What needs to be done. Reproduce the items below verbatim, starting with the line that contains "bbox: dirt path" and continuing through the last line of the items. Leave the pictures out of your copy.

┌─ The records

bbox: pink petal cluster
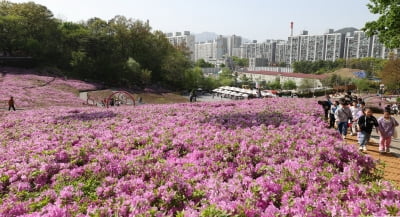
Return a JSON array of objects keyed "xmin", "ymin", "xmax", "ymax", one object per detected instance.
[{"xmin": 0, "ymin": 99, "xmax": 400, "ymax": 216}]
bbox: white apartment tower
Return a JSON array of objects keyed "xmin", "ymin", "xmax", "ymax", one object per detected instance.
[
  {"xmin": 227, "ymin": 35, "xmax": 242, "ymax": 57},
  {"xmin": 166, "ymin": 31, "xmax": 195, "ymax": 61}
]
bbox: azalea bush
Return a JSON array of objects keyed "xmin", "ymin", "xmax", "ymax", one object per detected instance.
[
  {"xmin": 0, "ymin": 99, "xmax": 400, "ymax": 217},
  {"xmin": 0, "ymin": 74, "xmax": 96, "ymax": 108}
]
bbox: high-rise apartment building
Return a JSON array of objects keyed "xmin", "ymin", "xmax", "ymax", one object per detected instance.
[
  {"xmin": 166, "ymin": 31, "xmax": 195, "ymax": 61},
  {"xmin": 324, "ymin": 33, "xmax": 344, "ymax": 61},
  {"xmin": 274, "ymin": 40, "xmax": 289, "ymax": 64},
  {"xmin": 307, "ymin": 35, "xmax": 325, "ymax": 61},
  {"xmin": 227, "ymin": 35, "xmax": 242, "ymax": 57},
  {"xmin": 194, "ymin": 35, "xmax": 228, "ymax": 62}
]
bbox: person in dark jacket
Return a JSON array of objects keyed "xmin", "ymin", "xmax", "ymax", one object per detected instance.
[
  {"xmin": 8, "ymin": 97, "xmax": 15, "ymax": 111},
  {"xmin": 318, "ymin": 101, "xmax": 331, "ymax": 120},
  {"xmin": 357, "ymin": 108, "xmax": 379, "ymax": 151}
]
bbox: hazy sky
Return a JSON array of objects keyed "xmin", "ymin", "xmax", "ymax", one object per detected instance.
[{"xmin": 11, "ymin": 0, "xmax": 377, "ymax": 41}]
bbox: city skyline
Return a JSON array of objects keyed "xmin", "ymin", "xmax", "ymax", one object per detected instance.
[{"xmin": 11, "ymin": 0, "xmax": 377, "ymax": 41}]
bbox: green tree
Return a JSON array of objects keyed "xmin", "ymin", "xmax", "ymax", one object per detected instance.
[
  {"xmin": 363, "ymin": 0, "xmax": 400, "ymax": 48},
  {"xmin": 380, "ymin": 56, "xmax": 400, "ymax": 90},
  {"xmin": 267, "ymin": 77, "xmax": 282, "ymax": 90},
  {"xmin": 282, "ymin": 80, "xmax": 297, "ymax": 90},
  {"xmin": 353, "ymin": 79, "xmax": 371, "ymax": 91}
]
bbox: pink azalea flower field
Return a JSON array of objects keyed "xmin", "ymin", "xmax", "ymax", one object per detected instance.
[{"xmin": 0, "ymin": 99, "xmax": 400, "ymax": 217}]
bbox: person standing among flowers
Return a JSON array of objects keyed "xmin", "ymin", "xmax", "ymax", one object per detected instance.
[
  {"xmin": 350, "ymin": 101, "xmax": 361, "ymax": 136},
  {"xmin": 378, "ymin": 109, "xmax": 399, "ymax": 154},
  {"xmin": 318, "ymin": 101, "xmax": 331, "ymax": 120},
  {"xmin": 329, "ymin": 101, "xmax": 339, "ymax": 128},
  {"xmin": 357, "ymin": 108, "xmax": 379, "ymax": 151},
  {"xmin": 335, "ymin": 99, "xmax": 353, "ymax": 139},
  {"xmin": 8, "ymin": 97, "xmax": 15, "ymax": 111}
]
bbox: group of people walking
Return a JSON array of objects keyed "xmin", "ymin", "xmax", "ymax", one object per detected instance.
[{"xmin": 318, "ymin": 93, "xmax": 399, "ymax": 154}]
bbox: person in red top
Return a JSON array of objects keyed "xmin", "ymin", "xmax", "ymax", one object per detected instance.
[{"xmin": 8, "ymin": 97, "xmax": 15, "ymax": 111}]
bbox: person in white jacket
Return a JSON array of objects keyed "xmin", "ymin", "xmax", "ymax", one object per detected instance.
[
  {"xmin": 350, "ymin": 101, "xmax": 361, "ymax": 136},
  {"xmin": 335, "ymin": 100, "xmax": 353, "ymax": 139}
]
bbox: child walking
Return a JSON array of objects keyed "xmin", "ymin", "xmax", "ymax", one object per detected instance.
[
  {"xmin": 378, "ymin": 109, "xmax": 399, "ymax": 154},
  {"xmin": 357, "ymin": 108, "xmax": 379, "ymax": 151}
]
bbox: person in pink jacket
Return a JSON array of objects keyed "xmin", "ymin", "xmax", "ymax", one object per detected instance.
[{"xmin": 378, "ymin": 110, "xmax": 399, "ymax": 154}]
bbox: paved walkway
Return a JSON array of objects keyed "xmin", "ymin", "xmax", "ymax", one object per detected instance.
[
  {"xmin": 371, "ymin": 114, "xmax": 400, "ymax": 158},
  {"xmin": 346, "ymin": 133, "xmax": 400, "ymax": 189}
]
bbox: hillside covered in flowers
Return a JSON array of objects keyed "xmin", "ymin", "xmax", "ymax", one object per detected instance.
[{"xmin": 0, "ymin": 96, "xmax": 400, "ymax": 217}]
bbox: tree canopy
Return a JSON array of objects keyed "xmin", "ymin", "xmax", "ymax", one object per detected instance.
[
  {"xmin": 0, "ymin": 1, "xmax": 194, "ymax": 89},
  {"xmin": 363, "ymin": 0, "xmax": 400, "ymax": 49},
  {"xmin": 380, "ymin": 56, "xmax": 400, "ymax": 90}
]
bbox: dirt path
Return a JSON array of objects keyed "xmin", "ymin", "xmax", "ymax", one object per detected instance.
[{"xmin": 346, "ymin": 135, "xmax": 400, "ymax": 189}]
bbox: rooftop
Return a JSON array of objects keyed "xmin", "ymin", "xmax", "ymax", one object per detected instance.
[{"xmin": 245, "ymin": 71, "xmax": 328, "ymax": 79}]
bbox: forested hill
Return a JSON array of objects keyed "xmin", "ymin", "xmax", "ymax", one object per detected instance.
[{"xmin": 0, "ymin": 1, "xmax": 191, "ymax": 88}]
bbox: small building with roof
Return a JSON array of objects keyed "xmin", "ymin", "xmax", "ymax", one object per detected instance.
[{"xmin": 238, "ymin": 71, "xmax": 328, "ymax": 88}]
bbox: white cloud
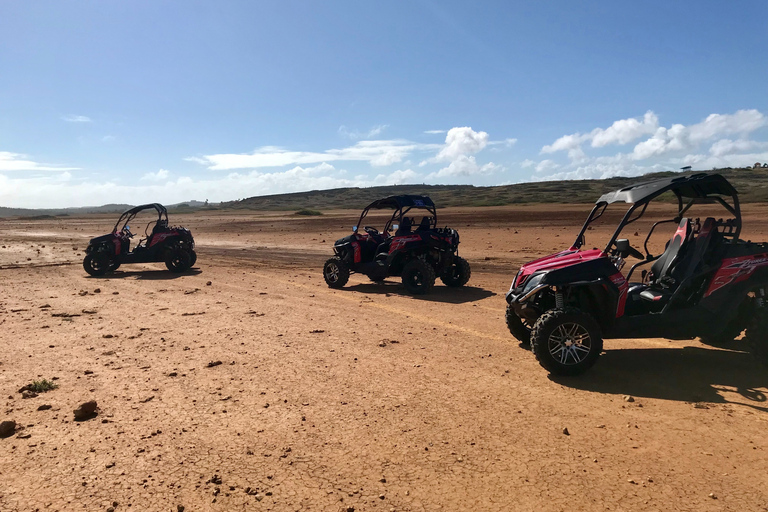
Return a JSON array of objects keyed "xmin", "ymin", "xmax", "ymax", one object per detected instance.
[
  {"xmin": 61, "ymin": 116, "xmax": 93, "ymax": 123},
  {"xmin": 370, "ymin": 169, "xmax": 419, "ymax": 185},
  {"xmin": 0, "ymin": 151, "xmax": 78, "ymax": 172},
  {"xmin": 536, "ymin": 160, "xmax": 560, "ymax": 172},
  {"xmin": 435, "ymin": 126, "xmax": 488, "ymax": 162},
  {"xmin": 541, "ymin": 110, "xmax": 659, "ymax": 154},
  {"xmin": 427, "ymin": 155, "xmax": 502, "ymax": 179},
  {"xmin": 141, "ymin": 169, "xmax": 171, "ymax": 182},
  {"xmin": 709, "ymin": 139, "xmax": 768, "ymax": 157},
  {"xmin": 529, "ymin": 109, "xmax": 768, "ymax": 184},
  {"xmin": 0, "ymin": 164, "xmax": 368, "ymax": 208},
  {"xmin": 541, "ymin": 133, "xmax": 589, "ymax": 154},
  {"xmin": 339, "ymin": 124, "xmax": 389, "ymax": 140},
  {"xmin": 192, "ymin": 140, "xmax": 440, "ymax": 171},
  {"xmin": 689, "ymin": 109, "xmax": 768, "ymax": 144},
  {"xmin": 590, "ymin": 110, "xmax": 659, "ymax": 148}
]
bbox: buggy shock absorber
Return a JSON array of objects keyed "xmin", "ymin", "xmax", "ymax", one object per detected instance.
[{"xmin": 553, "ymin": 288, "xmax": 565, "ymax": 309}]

└─

Answer for this exercise.
bbox: dirt path
Return a JSON array of objects keyed "xmin", "ymin", "xmax", "ymax", one object per detected instance.
[{"xmin": 346, "ymin": 135, "xmax": 400, "ymax": 189}]
bbox: rooftop
Return a JSON array of objects keyed "xmin", "ymin", "xmax", "ymax", one object per detected instance.
[{"xmin": 245, "ymin": 71, "xmax": 328, "ymax": 79}]
bbox: forested hill
Return a JSON array of objects keyed "xmin", "ymin", "xmax", "ymax", one object per detected instance.
[{"xmin": 0, "ymin": 1, "xmax": 191, "ymax": 88}]
bbox: small building with roof
Return a JSON array of objects keyed "xmin", "ymin", "xmax", "ymax", one object per detected instance.
[{"xmin": 238, "ymin": 71, "xmax": 328, "ymax": 88}]
bbox: white cloud
Return a JSON array of objects keyed "xmin", "ymin", "xmax", "ymax", one object per detected instance.
[
  {"xmin": 61, "ymin": 116, "xmax": 93, "ymax": 123},
  {"xmin": 370, "ymin": 169, "xmax": 419, "ymax": 185},
  {"xmin": 0, "ymin": 151, "xmax": 78, "ymax": 172},
  {"xmin": 536, "ymin": 160, "xmax": 560, "ymax": 172},
  {"xmin": 435, "ymin": 126, "xmax": 488, "ymax": 162},
  {"xmin": 541, "ymin": 110, "xmax": 659, "ymax": 154},
  {"xmin": 427, "ymin": 155, "xmax": 502, "ymax": 179},
  {"xmin": 141, "ymin": 169, "xmax": 171, "ymax": 182},
  {"xmin": 709, "ymin": 139, "xmax": 768, "ymax": 157},
  {"xmin": 529, "ymin": 109, "xmax": 768, "ymax": 184},
  {"xmin": 0, "ymin": 164, "xmax": 368, "ymax": 208},
  {"xmin": 541, "ymin": 133, "xmax": 589, "ymax": 154},
  {"xmin": 339, "ymin": 124, "xmax": 389, "ymax": 140},
  {"xmin": 192, "ymin": 140, "xmax": 440, "ymax": 171},
  {"xmin": 689, "ymin": 109, "xmax": 768, "ymax": 144},
  {"xmin": 590, "ymin": 110, "xmax": 659, "ymax": 148}
]
bbox: buggy shock absorber
Return a JSON array of objects keyed "xmin", "ymin", "xmax", "ymax", one object per detected instance.
[{"xmin": 553, "ymin": 288, "xmax": 565, "ymax": 309}]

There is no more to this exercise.